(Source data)
□ □ □ □ □

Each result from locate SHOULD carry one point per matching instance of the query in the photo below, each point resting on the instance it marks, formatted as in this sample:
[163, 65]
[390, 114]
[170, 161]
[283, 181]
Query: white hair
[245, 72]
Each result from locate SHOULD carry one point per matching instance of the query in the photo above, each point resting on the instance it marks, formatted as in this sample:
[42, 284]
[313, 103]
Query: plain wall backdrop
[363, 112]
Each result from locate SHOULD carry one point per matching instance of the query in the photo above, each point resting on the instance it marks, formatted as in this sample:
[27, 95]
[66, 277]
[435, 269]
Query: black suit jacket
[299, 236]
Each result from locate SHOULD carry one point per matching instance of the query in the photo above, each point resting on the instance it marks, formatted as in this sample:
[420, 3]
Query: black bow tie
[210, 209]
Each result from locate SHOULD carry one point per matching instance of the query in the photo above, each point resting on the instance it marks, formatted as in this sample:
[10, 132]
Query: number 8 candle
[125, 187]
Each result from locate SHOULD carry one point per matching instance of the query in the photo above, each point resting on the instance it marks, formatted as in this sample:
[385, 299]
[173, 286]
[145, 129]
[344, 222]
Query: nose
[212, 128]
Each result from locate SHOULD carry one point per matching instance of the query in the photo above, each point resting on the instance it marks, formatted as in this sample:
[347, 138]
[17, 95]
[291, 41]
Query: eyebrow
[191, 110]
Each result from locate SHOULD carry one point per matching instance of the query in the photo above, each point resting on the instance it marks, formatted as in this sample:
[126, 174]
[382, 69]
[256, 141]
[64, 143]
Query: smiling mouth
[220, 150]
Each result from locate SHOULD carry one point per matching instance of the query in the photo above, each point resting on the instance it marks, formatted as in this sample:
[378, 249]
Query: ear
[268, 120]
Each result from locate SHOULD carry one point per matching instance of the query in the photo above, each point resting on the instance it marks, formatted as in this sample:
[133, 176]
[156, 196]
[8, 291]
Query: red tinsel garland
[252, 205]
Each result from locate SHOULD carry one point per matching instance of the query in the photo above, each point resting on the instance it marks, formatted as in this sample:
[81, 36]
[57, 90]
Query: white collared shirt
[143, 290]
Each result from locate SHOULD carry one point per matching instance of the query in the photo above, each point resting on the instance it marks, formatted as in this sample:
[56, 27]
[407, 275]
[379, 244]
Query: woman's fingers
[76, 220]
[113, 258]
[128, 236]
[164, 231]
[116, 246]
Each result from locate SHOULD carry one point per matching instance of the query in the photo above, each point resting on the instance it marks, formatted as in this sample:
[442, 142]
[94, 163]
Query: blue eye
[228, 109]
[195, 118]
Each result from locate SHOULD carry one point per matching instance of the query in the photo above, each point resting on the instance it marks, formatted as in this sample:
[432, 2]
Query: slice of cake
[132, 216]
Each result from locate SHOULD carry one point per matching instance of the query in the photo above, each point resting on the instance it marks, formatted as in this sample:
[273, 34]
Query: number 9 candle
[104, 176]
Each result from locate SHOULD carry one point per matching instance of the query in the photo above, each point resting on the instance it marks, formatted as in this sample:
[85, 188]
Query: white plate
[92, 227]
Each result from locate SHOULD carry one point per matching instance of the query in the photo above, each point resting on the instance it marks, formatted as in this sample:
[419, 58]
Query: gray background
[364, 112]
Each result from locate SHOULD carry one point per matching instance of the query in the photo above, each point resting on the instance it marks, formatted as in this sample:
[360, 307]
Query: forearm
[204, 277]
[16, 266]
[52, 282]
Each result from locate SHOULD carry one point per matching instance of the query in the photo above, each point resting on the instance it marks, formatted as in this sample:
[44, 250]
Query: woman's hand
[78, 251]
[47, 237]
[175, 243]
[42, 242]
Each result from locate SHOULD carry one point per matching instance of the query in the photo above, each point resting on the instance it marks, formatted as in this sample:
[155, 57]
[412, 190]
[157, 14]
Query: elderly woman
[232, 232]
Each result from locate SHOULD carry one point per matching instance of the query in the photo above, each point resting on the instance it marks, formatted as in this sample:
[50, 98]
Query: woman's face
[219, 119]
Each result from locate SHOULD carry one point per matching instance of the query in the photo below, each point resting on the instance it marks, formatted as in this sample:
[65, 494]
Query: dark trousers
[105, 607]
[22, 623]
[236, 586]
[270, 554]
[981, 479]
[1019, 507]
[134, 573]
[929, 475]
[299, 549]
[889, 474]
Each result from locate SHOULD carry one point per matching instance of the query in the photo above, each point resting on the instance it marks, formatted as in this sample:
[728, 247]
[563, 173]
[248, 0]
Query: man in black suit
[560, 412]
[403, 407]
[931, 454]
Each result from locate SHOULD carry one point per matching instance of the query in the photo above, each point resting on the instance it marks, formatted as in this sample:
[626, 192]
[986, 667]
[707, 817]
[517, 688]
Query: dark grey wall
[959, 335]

□ □ □ □ □

What to do
Copy out the data shown above without altering anything.

Complete output
Each result from locate SHOULD carry one point per matching instance of the query in the photo below, each point resting on the instance it marks, formatted as in this sample:
[163, 65]
[390, 114]
[170, 161]
[283, 181]
Query: white hair
[245, 72]
Each result from locate SHOULD carry one point per matching instance of the query in the photo above, each point resting on the instance it marks, formatted as in this sample:
[42, 284]
[313, 103]
Query: plain wall backdrop
[363, 112]
Each result from locate SHOULD carry one point per matching instance of the query in the photo above, each point resting on the instance it marks, formatted as in this sample:
[27, 95]
[66, 277]
[435, 269]
Query: black suit jacket
[299, 236]
Each result from locate SHOULD carry one point per matching instance of the query in the photo above, each point resting on the instance it marks, formatted as in this sample:
[420, 3]
Query: black bow tie
[210, 209]
Each result from locate SHOULD carry one point per matching instance of the query in the photo above, each point resting on the instance it marks, formatted as in this sample:
[10, 132]
Query: number 8 candle
[125, 187]
Each result from locate SHOULD carry one point per matching instance of the query in the photo above, each point resting on the instance it marks, formatted as in this sample:
[385, 299]
[173, 286]
[145, 129]
[344, 222]
Query: nose
[212, 128]
Each result from locate SHOULD carry one point per matching instance of the query in the photo above, each point resting on the instance it marks, formatted as in this sample:
[347, 138]
[17, 95]
[291, 41]
Query: eyebrow
[191, 110]
Each result from locate SHOULD carry one point per matching instance of the query in the photo above, each point resting on the instance it marks, formatted as in this sample:
[126, 174]
[382, 69]
[256, 141]
[64, 143]
Query: smiling mouth
[220, 150]
Each result from locate SHOULD carry one point per matching instance of the query in the photo above, each point resting on the instance it marks, formatted as in this sample:
[378, 249]
Query: ear
[268, 120]
Each result from locate SHOULD carry one point per matching instance of the query in the photo above, each point resting on the instance it marks, formatted as in this sample:
[133, 176]
[156, 196]
[8, 291]
Query: red tinsel garland
[252, 205]
Each result from locate SHOULD carry one point per matching instance of the query in the photo above, each point resting on the instance it marks, formatted as in this sample:
[81, 36]
[57, 90]
Query: white collared shirt
[143, 290]
Each result from locate SHOULD carry one point per matching instance of the query in the photo above, each point resting on the instance it marks, formatted as in this sample:
[56, 27]
[407, 275]
[379, 244]
Query: woman's fingers
[76, 220]
[113, 258]
[128, 236]
[164, 231]
[116, 246]
Each result from locate SHOULD carry one point per matching instance of the query in the photo above, each point resting on the instance it marks, formatted as in this sample:
[442, 142]
[94, 163]
Query: blue eye
[228, 109]
[195, 118]
Each result from locate SHOULD carry one point per matching instance of the query in the photo above, each point resting on the instance it marks, formatted as in this sample:
[432, 2]
Query: slice of cake
[132, 216]
Each result from locate SHOULD carry one point per matching instance of the query in the photo above, each point resting on the instance it marks, formatted as in this sample:
[273, 34]
Query: number 9 candle
[104, 176]
Each result from locate SHOULD carry one point per matching instance of the query in the photo above, each point resting on the instance it marks, formatted as in this sample:
[85, 188]
Query: white plate
[92, 227]
Each result from locate SHOULD carry one point per matching instance of the query in the photo above, each point resting on the instance it marks, formatted as in this sample:
[419, 58]
Query: gray background
[364, 112]
Each result from locate SHOULD carry one point per matching instance of the query in the photo above, each point resting on the instance it marks, formatted as in this sample:
[360, 307]
Query: forearm
[204, 277]
[16, 266]
[52, 282]
Each result from locate SHOULD carry one point per matching instance of the query in the photo above, each point resting on the instance it marks, formatted as in this sample:
[44, 250]
Query: woman's hand
[78, 251]
[47, 237]
[175, 243]
[42, 242]
Each result from locate SHOULD carry one point per matching instance of the query in the photo above, each point resting on the instance it marks, formatted as in this sample:
[155, 57]
[412, 190]
[157, 14]
Query: elderly woman
[232, 232]
Each result from locate SHOULD carry one point per matching instance of the query in the photo above, each point resting on the instance it marks, formatted as in this sample:
[50, 98]
Query: woman's face
[219, 119]
Each result from locate SHOULD carry one point per matching instance of the query in the photo below, each point resting on the instance it marks, formatted as in this sample:
[65, 494]
Query: dark trousers
[105, 607]
[22, 623]
[236, 586]
[270, 554]
[981, 479]
[1019, 507]
[134, 573]
[929, 475]
[299, 549]
[889, 474]
Each result from locate SHOULD carry one point per matching instance of the query in the photo above, each point resting on the instance it marks, formatted as in this sample:
[728, 247]
[563, 173]
[248, 0]
Query: man in black suit
[560, 412]
[403, 407]
[931, 454]
Each result from locate SHOULD carry one point per matching instance of the query in the photo above, each point resting on the instance it marks, formatted as in this sample:
[626, 192]
[986, 667]
[707, 817]
[517, 688]
Query: dark grey wall
[959, 335]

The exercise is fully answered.